* [Exercises]:
1: List the section labels that divide the dictionary entry for "organism".
2: Pick up the dictionary entry for "organism" after its final usage example and add two more sentences in the same style. Each sentence should use the word "organism".

* [Document excerpt]:
┄┄┄┄┄┄┄┄┄┄┄┄┄┄┄┄┄┄┄┄

Synonyms:
organism, being
Meaning: a living thing that has (or can develop) the ability to act or function independently
Usage examples
The greater the social organism the more complex and varied its parts, the more intricate and varied the interplay of culture and breed and character within it.
As soon as the improvement is well marked, all repetition of the medicine should cease, and the natural reaction of the organism should be permitted to complete the cure.
The distress consequent upon them, increases in proportion as the reactive powers of the organism decrease, which is more particularly the case in the present generation.
If this change takes place, it is proper to exhibit Apis in a more dynamic form, in order to assimilate it more harmoniously to the newly awakened reactive power of the organism.
With the more complex, classical types of the musical organism Chopin had little sympathy, but he contrived nevertheless to write two movements of a piano sonata that are excellent--the first half of the B flat minor Sonata.

┄┄┄┄┄┄┄┄┄┄┄┄┄┄┄┄┄┄┄┄

* [The data]:
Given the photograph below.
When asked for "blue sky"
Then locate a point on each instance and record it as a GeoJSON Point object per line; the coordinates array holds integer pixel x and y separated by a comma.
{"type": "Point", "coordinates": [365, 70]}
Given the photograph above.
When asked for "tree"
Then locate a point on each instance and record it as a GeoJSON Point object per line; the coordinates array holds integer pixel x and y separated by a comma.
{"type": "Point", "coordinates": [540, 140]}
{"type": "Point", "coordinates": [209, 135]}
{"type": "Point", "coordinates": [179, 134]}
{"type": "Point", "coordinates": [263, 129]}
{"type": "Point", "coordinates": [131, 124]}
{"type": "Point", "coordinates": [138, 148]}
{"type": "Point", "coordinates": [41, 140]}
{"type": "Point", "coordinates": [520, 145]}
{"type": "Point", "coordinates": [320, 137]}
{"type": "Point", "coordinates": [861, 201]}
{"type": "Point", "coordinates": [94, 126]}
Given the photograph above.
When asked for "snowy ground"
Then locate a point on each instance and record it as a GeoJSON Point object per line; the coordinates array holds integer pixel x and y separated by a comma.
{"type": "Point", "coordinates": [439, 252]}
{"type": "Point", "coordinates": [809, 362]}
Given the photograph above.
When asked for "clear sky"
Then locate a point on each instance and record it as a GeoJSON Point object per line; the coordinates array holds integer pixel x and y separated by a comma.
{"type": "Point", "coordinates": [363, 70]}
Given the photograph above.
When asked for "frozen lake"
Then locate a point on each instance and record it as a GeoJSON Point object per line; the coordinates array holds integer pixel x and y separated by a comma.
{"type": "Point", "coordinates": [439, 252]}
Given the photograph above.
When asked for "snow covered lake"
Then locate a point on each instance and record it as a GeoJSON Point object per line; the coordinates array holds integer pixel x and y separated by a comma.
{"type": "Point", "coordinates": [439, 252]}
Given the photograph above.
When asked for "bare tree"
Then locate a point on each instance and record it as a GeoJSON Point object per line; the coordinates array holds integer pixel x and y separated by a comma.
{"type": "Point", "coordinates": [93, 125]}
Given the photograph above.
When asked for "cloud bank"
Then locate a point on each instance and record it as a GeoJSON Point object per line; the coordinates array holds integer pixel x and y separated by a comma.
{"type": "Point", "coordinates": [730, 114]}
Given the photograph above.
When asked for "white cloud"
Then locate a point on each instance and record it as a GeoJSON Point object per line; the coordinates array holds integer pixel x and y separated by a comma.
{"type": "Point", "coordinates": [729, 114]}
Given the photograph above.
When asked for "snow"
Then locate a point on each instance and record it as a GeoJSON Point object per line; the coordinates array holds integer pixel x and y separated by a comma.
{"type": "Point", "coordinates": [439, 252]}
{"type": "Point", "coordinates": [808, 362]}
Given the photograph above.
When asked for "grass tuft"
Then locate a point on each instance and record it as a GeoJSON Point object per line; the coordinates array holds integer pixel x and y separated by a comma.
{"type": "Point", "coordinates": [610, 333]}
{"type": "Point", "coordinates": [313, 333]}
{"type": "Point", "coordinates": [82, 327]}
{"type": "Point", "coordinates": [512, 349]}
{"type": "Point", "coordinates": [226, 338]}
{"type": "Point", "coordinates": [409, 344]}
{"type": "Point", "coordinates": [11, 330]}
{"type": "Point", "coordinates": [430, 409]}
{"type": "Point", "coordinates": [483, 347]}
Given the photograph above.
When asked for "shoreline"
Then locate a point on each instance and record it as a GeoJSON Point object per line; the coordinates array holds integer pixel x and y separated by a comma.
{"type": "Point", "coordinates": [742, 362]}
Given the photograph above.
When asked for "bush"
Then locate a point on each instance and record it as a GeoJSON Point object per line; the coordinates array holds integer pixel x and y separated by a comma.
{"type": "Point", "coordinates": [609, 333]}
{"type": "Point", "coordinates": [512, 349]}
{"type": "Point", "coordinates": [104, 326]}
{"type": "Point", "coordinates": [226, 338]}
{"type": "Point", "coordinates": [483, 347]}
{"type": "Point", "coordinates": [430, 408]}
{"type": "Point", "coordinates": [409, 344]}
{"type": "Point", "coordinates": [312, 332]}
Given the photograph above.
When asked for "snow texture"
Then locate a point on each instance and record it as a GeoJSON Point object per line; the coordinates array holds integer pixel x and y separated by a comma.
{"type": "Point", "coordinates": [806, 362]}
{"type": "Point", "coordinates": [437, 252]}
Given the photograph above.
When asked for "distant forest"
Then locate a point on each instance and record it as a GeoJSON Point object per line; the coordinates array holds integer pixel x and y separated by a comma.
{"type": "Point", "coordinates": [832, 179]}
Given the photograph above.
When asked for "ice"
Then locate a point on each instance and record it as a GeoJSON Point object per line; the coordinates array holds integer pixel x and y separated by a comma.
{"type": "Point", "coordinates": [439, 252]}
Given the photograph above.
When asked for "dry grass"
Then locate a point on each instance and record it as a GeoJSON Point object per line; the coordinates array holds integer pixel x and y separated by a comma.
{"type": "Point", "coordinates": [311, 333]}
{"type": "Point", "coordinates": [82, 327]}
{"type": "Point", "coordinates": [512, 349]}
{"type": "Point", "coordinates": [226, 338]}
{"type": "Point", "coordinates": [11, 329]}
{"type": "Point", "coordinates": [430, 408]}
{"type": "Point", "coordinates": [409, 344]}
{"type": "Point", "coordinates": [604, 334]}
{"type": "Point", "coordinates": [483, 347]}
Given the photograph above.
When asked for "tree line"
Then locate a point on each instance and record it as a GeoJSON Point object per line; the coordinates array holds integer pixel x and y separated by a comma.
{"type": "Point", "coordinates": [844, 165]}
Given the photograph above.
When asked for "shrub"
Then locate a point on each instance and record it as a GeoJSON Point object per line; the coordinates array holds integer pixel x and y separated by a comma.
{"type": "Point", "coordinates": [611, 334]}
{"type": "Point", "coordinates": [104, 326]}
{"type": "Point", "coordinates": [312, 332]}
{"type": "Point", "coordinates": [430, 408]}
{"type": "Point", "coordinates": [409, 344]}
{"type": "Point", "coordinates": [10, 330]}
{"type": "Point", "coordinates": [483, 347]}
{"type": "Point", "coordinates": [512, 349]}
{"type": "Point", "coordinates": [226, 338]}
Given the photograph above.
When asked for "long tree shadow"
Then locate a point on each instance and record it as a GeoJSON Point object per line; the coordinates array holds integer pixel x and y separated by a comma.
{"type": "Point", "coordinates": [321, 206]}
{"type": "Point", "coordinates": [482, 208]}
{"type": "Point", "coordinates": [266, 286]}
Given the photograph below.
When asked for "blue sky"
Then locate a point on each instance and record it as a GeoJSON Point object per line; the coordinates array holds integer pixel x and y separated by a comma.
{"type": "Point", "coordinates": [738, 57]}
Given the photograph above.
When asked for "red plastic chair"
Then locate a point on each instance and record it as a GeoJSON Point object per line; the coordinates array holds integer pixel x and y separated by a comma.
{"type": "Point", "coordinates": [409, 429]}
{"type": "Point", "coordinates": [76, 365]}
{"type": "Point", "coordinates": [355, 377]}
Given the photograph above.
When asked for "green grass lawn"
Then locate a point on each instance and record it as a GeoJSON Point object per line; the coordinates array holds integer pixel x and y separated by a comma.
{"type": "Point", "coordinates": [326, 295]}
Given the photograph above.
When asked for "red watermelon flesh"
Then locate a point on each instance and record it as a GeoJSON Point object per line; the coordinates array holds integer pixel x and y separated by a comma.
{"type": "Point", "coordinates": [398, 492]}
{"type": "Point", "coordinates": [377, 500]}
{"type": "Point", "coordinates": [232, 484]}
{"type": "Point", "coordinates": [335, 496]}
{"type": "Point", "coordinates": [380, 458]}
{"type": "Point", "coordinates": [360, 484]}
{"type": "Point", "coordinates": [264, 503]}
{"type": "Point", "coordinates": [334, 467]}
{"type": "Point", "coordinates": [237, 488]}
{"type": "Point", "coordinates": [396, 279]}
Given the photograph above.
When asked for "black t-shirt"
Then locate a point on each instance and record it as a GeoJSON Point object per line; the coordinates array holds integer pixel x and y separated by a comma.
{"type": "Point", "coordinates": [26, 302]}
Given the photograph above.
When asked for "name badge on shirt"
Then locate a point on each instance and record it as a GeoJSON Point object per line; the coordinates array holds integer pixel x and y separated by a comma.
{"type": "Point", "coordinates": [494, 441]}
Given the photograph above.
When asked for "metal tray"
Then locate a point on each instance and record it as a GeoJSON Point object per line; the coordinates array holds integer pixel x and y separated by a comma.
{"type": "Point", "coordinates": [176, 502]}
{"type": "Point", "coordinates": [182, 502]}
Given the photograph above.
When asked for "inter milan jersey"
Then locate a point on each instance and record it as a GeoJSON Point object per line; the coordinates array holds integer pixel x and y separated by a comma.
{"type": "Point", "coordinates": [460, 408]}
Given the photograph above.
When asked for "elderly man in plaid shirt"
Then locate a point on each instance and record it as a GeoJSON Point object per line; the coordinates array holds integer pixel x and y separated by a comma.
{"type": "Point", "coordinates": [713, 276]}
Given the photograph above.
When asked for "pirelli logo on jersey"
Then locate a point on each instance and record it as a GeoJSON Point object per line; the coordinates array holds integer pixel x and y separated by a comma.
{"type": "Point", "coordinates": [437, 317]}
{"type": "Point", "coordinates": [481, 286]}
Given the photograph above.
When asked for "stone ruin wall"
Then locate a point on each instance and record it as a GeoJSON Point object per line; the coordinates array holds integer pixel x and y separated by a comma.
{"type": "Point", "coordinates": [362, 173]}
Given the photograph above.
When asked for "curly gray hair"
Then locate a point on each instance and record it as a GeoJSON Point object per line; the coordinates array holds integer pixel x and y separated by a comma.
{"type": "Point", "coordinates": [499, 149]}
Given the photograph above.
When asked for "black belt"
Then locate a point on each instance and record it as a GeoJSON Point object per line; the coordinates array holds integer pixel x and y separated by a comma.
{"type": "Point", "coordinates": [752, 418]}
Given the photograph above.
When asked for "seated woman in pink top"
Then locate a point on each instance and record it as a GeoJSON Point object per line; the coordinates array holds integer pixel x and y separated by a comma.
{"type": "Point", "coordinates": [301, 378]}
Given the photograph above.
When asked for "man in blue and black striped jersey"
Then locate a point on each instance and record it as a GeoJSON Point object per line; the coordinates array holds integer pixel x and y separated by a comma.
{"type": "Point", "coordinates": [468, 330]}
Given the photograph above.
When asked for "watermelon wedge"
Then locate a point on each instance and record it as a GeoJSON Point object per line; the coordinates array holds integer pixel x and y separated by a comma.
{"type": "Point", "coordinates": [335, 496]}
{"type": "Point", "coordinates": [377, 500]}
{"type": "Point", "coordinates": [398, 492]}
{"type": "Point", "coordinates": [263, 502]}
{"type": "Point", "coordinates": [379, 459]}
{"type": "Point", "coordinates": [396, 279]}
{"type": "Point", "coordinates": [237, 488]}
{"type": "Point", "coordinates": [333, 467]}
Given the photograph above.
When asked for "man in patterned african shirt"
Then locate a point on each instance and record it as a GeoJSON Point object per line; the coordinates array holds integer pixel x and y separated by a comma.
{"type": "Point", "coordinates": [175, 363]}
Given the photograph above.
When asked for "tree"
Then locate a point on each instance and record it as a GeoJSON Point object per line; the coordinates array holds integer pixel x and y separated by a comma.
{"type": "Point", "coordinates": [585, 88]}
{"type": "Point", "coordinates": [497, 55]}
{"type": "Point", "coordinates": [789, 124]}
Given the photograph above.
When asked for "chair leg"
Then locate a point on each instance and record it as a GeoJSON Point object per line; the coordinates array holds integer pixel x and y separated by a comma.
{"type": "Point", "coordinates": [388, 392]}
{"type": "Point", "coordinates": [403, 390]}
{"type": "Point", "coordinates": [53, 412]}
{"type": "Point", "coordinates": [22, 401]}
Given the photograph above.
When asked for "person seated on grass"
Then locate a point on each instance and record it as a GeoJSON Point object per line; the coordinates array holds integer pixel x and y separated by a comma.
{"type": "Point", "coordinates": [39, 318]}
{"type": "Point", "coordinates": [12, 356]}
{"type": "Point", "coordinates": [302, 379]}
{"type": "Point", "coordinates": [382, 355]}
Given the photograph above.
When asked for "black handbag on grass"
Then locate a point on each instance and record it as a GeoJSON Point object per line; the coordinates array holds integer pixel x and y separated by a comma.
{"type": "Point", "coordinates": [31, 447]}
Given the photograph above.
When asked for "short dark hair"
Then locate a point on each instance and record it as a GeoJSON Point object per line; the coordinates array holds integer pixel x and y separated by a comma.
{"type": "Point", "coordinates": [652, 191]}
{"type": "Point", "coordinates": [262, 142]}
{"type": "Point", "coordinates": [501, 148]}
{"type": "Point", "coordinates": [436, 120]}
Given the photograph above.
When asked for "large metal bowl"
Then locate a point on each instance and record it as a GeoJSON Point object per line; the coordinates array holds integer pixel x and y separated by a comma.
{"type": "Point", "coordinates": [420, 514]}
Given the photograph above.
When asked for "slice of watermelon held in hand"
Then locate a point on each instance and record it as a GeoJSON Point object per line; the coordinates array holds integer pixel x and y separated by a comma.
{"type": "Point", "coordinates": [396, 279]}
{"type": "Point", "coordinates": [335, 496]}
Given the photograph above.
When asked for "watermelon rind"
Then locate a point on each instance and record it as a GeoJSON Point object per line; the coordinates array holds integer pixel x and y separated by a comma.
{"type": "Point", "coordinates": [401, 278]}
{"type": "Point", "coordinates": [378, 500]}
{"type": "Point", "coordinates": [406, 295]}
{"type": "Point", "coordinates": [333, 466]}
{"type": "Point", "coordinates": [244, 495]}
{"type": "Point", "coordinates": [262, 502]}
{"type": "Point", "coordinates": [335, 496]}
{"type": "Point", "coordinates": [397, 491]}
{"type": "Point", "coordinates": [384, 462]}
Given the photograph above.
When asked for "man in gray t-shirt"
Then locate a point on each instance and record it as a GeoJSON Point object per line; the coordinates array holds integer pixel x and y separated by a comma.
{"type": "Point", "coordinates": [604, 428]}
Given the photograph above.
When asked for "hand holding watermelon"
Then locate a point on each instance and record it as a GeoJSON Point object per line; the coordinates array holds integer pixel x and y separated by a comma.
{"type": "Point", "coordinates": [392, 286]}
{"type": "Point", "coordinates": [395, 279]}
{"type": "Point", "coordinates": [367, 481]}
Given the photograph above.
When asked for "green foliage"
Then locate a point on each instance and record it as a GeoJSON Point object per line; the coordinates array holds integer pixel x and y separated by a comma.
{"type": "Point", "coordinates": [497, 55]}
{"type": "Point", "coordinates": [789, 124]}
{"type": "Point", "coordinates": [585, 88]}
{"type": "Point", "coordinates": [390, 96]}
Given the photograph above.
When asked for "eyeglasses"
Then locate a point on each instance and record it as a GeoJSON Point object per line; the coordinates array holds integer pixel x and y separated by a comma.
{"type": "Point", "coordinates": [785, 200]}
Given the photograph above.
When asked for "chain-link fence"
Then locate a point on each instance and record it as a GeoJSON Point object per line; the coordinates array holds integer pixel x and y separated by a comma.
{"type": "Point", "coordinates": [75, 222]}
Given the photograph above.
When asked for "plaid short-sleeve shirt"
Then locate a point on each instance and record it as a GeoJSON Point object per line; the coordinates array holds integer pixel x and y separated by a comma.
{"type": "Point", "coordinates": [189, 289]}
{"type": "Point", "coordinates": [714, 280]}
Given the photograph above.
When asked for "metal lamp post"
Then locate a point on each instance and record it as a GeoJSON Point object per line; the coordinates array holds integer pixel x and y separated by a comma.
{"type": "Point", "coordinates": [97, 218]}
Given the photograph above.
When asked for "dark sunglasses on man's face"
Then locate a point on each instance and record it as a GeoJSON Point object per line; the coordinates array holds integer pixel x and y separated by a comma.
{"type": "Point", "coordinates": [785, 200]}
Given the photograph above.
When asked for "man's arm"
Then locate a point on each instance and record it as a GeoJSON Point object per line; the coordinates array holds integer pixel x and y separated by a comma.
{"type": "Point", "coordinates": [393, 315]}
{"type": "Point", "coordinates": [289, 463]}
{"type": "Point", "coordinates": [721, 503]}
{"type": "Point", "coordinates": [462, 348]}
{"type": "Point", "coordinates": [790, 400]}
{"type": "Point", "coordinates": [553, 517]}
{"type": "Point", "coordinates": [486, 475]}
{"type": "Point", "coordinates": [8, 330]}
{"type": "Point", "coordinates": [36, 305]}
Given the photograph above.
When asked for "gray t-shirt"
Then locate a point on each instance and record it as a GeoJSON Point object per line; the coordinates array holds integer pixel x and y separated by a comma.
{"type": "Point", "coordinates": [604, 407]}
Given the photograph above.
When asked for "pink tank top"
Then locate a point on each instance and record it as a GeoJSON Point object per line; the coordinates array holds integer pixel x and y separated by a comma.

┄┄┄┄┄┄┄┄┄┄┄┄┄┄┄┄┄┄┄┄

* [Exercise results]:
1:
Synonyms
Meaning
Usage examples

2:
Primary mathematical notions, for instance, are evidences of a successful reactive method attained in the organism and translated in consciousness into a stable grammar which has wide applicability and great persistence, so that it has come to be elaborated ideally into prodigious abstract systems of thought.
The case may be made clearer by considering a genuinely-empirical generalization, such as 'All men are mortal.' It is plain that we believe this proposition, in the first place, because there is no known instance of men living beyond a certain age, and in the second place because there seem to be physiological grounds for thinking that an organism such as a man's body must sooner or later wear out.